TASK TO COMPLETE: I need the lines below from the one with "Query: narrow street" down to the one with "# a single point is shaped like point(850, 337)" reproduced exactly, both ends included, and nothing else.

---*---

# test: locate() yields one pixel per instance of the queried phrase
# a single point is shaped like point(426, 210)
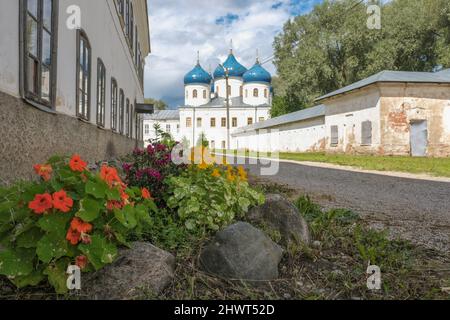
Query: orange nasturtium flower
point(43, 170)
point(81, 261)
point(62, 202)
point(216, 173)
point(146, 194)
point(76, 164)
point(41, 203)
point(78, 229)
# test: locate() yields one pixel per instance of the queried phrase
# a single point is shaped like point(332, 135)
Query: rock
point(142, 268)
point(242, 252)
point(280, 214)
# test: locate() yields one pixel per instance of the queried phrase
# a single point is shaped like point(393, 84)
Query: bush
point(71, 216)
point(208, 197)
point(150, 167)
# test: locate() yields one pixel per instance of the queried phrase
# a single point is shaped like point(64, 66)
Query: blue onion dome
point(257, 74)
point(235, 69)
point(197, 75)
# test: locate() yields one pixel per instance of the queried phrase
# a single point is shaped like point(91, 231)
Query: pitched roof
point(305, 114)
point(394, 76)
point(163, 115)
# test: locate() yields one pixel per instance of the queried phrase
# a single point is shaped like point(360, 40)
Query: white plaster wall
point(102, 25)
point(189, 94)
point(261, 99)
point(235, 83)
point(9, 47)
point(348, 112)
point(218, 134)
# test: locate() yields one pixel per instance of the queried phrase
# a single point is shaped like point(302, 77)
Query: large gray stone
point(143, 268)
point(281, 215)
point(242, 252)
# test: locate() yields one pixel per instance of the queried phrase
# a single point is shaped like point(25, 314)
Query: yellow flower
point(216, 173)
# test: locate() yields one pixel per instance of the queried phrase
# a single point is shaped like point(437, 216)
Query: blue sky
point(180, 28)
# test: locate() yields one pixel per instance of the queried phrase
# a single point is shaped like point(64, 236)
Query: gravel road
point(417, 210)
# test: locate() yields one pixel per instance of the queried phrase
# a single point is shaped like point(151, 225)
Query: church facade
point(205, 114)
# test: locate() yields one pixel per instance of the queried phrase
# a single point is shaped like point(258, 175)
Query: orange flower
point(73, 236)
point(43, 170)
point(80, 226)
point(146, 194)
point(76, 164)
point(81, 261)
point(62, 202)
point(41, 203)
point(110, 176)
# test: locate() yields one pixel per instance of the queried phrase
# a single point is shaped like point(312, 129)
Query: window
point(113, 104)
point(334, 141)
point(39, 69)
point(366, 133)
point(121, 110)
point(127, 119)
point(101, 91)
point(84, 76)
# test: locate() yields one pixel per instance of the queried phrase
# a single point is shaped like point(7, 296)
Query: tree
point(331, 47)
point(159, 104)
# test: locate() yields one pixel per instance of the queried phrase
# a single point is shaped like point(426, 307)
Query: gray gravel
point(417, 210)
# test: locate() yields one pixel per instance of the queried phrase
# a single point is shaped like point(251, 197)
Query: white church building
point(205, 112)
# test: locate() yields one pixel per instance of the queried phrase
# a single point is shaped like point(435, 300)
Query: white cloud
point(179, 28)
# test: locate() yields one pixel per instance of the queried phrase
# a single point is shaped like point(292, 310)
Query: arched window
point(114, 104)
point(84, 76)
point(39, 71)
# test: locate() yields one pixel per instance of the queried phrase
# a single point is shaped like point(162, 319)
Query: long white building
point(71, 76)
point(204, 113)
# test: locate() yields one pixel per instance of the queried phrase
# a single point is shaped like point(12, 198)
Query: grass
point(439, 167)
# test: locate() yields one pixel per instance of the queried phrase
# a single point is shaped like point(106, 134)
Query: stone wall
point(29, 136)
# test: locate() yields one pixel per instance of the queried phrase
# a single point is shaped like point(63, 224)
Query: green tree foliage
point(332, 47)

---*---

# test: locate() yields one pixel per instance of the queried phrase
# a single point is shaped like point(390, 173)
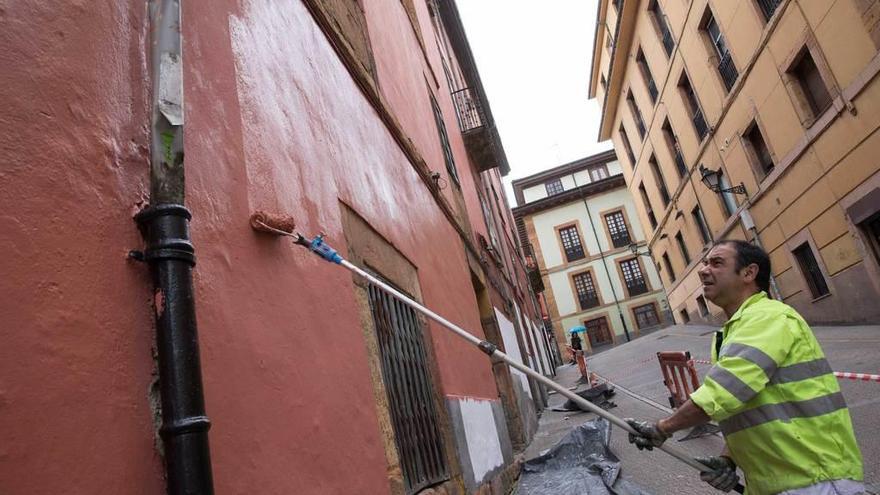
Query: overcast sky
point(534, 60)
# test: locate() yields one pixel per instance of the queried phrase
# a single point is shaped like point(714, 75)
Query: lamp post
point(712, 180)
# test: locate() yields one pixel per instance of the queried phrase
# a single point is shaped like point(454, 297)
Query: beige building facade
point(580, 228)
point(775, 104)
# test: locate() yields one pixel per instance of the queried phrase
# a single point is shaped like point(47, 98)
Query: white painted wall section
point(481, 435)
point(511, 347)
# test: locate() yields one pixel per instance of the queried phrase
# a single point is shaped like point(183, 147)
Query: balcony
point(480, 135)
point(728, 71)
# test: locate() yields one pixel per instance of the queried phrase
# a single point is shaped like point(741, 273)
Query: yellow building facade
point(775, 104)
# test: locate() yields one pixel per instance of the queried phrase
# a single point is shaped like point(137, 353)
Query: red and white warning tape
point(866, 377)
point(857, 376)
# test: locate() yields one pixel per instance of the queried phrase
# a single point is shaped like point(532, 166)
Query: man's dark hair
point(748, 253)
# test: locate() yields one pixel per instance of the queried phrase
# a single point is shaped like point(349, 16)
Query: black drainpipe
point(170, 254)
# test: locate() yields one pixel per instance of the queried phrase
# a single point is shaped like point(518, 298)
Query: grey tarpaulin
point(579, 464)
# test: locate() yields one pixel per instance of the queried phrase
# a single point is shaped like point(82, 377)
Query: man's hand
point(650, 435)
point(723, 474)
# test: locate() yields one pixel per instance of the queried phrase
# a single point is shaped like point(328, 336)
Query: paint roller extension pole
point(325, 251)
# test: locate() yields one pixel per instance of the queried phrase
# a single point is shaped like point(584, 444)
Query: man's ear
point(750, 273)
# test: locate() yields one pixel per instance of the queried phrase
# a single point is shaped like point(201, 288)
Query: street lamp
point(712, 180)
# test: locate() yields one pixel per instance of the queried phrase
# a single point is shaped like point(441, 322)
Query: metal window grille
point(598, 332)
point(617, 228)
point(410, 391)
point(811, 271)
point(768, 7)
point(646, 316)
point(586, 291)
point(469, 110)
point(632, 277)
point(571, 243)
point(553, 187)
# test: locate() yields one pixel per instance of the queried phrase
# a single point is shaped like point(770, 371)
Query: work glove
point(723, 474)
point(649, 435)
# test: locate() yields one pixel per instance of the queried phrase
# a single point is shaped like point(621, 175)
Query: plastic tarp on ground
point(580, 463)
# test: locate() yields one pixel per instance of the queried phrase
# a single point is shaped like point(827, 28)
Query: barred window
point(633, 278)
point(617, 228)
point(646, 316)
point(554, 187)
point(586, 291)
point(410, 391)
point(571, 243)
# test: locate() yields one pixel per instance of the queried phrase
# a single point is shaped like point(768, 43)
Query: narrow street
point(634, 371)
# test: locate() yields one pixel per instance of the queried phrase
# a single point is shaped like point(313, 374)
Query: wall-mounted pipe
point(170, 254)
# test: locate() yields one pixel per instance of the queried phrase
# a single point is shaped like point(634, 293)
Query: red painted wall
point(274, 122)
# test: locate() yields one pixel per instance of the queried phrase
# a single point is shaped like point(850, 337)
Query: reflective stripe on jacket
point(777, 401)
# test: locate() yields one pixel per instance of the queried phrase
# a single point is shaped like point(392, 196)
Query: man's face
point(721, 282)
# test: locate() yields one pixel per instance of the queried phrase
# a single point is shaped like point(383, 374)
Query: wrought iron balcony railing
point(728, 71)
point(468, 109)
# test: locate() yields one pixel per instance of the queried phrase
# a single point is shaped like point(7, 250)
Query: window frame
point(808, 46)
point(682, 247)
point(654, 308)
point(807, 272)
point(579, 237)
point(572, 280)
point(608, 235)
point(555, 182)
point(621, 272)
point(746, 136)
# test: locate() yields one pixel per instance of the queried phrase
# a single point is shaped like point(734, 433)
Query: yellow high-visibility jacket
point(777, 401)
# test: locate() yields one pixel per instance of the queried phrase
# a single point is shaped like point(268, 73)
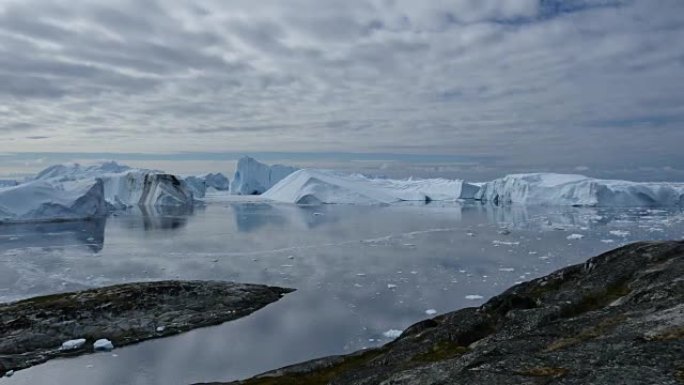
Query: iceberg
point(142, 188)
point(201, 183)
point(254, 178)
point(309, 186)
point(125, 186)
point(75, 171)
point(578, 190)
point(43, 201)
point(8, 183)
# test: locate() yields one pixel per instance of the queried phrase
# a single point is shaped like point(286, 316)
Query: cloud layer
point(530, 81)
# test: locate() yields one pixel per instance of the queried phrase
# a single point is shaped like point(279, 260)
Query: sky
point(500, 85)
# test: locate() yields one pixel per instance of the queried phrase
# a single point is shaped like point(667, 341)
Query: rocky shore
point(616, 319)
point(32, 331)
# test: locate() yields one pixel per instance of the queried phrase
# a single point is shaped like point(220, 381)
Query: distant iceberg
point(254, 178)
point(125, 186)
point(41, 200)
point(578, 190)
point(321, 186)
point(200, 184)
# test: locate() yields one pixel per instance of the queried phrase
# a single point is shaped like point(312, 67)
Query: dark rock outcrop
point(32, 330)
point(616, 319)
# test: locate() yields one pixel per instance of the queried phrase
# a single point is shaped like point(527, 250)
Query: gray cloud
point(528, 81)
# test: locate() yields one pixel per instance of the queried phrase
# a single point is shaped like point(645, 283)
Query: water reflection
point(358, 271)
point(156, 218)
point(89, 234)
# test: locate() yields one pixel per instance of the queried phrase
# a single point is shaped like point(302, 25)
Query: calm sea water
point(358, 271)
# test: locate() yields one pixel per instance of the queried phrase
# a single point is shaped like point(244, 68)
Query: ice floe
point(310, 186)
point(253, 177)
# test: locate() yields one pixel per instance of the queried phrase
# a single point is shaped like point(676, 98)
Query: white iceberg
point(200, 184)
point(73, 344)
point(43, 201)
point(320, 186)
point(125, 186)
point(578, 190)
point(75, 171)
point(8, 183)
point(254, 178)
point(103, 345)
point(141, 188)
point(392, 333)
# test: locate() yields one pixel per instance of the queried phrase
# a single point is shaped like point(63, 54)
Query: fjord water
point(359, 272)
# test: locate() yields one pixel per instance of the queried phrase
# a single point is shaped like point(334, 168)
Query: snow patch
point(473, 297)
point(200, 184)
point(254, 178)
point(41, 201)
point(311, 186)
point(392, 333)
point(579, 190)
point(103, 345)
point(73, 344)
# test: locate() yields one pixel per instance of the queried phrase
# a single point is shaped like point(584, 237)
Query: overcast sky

---*---

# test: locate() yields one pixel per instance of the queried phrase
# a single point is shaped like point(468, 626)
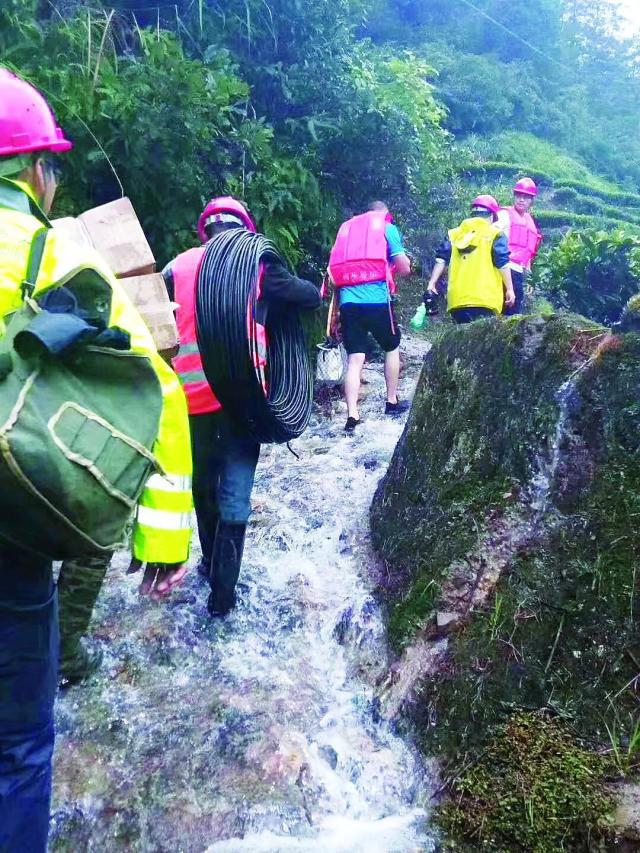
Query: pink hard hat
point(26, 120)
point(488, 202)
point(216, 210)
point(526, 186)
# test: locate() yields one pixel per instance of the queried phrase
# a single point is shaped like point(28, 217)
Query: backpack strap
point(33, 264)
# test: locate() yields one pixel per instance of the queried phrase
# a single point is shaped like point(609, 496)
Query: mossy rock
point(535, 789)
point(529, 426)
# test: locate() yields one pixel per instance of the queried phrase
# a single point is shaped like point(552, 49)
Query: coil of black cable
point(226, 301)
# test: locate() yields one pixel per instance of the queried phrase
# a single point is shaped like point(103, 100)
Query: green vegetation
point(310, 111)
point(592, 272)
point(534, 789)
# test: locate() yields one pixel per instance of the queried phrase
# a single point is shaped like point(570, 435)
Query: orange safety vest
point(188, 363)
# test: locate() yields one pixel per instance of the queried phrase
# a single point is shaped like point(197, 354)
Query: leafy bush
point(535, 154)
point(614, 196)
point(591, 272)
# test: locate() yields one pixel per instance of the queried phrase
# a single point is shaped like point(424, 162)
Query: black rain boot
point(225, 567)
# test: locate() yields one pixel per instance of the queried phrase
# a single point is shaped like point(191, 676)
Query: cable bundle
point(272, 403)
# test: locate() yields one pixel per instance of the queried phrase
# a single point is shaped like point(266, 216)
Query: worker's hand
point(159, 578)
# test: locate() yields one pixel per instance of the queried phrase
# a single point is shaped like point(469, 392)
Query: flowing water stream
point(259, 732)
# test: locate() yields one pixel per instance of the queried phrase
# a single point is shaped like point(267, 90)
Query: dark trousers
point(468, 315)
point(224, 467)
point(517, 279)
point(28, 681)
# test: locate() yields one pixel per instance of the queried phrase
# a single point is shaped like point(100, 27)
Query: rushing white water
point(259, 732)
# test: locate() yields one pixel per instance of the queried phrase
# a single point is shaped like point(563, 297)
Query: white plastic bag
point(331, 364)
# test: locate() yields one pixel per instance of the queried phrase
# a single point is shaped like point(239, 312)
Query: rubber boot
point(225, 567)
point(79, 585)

---*---

EXERCISE OUTPUT:
Query: narrow street
point(634, 371)
# test: locate() yields one pixel per instance of the queried phrase
# a single point is shaped like point(313, 374)
Query: wall-mounted pipe
point(170, 254)
# test: locate() yields one pixel per instance of the queried phrase
# a single point is shaped like point(634, 293)
Query: red painted wall
point(274, 122)
# test: locate() yields one pixel per instance of the queried phrase
# a single point is shaped like point(850, 337)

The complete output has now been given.